◆ Data lines ◆
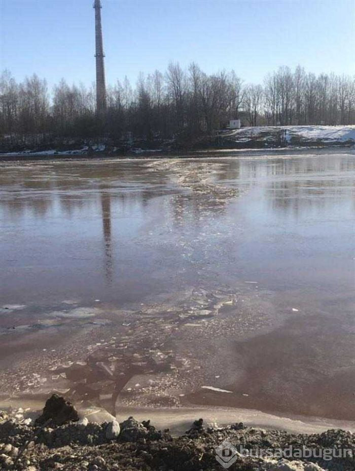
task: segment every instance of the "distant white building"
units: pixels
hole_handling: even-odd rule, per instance
[[[240,120],[230,120],[229,128],[231,129],[239,129],[240,127]]]

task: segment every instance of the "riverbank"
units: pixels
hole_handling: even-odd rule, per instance
[[[154,142],[105,139],[58,139],[36,146],[0,143],[0,160],[179,156],[192,152],[221,150],[247,151],[282,148],[326,148],[353,146],[355,126],[264,126],[225,129],[194,141],[160,139]]]
[[[191,418],[188,429],[174,437],[132,416],[119,424],[115,418],[79,420],[75,408],[58,396],[47,401],[39,418],[25,416],[23,409],[0,412],[2,469],[207,471],[222,469],[222,462],[240,471],[350,471],[355,465],[355,438],[341,429],[292,434],[239,421],[218,427]]]

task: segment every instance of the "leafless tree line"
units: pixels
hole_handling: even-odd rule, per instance
[[[282,67],[261,85],[244,84],[234,71],[207,74],[196,63],[171,63],[162,73],[141,74],[133,88],[126,77],[108,87],[105,116],[95,113],[95,90],[62,80],[49,93],[36,74],[18,83],[0,77],[0,136],[37,143],[130,133],[148,140],[212,134],[230,119],[244,126],[355,123],[355,77],[292,71]]]

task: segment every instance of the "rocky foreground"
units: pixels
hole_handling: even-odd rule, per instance
[[[216,448],[225,440],[236,450],[315,450],[306,459],[248,456],[235,451],[222,467],[216,460]],[[331,460],[324,451],[341,452]],[[0,412],[0,469],[26,471],[109,471],[109,470],[211,470],[240,471],[322,471],[355,469],[355,437],[350,432],[329,430],[320,435],[291,435],[278,430],[245,427],[241,423],[223,428],[205,427],[202,419],[179,438],[168,430],[157,430],[150,421],[139,423],[129,417],[89,423],[79,419],[75,407],[56,395],[47,401],[42,415],[32,423],[22,414]],[[328,456],[329,456],[328,454]],[[278,458],[278,459],[277,459]],[[221,461],[221,460],[220,460]],[[231,464],[232,463],[232,464]]]

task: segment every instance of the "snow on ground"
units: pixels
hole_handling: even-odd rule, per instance
[[[228,132],[229,138],[234,138],[238,142],[244,142],[247,139],[253,139],[268,136],[283,131],[284,138],[289,144],[293,139],[298,141],[318,141],[323,142],[355,142],[355,126],[256,126],[241,128]]]

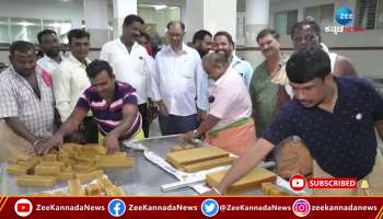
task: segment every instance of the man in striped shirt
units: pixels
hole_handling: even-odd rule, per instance
[[[53,139],[38,151],[46,153],[62,143],[65,136],[78,129],[79,124],[92,112],[100,132],[105,137],[108,152],[119,149],[119,141],[129,140],[141,129],[142,118],[138,113],[136,89],[115,80],[112,67],[106,61],[94,60],[86,67],[91,87],[80,96],[69,118]]]

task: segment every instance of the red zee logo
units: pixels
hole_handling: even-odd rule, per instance
[[[20,217],[27,217],[32,214],[32,203],[26,198],[21,198],[14,204],[14,212]]]
[[[299,192],[299,191],[303,191],[303,188],[306,184],[306,181],[303,177],[303,175],[293,175],[290,178],[289,184],[293,191]]]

◆ Stated problem ◆
Write out all of the records above again, replacing "even-odd rule" with "nonzero winding rule" wherever it occurs and changing nothing else. Leave the pictures out of your answer.

◆ Correct response ◆
task: segment every instance of the "distant white building"
units: pixels
hole_handling: nonzero winding rule, per instance
[[[240,120],[230,120],[229,128],[231,129],[239,129],[240,127]]]

task: segment every instance of the "riverbank"
units: pixels
hole_handling: nonzero winding rule, per instance
[[[154,142],[105,139],[58,139],[36,146],[0,143],[0,160],[179,156],[192,152],[221,150],[247,151],[282,148],[326,148],[353,146],[355,126],[264,126],[225,129],[194,141],[160,139]]]
[[[191,418],[188,429],[174,437],[132,416],[119,424],[115,418],[79,420],[75,408],[58,396],[47,401],[39,418],[25,416],[23,409],[0,412],[2,469],[207,471],[222,469],[222,462],[240,471],[350,471],[355,465],[355,438],[341,429],[292,434],[239,421],[218,427]]]

task: segment every instance of the "leafless tree line"
units: pixels
hole_handling: nonzero winding rule, per instance
[[[282,67],[261,85],[244,84],[234,71],[207,74],[196,63],[171,63],[162,73],[141,74],[133,88],[126,77],[108,87],[105,116],[95,113],[95,90],[62,80],[49,93],[36,74],[18,83],[0,77],[0,136],[37,143],[130,133],[148,140],[212,134],[230,119],[244,126],[355,123],[355,77],[292,71]]]

task: segment every instance of the "rocky foreground"
units: pixels
hole_handling: nonzero winding rule, per instance
[[[216,448],[225,440],[236,450],[315,450],[306,459],[248,456],[235,451],[222,467],[216,460]],[[331,460],[324,451],[341,452]],[[0,412],[0,469],[26,471],[109,471],[109,470],[211,470],[240,471],[322,471],[355,469],[355,437],[350,432],[329,430],[320,435],[291,435],[278,430],[245,427],[241,423],[223,428],[205,427],[202,419],[179,438],[168,430],[157,430],[150,421],[139,423],[129,417],[89,423],[79,419],[75,407],[56,395],[47,401],[42,415],[32,423],[22,414]],[[328,456],[329,456],[328,454]],[[278,458],[278,459],[277,459]],[[221,461],[221,460],[220,460]],[[231,464],[232,463],[232,464]]]

task: segment every instance of the "snow on ground"
units: pixels
hole_handling: nonzero winding rule, per instance
[[[228,132],[229,138],[234,138],[238,142],[244,142],[247,139],[253,139],[268,136],[283,131],[284,138],[289,144],[293,139],[298,141],[318,141],[323,142],[355,142],[355,126],[256,126],[241,128]]]

task: segment every instance of the man in striped shirt
units: pixels
hole_handling: nonzero winding rule, per instance
[[[53,139],[38,151],[46,153],[62,143],[65,136],[78,129],[79,124],[92,112],[100,132],[105,137],[108,152],[119,149],[119,141],[129,140],[141,129],[142,118],[138,113],[136,89],[115,80],[112,67],[106,61],[94,60],[86,67],[91,87],[80,96],[69,118]]]

task: segment every instance of the red zee logo
units: pixels
hole_handling: nonzero winding rule, per instance
[[[20,217],[27,217],[32,214],[32,203],[26,198],[21,198],[14,204],[14,212]]]
[[[299,192],[299,191],[303,191],[303,188],[306,184],[306,181],[303,177],[303,175],[293,175],[290,178],[289,184],[293,191]]]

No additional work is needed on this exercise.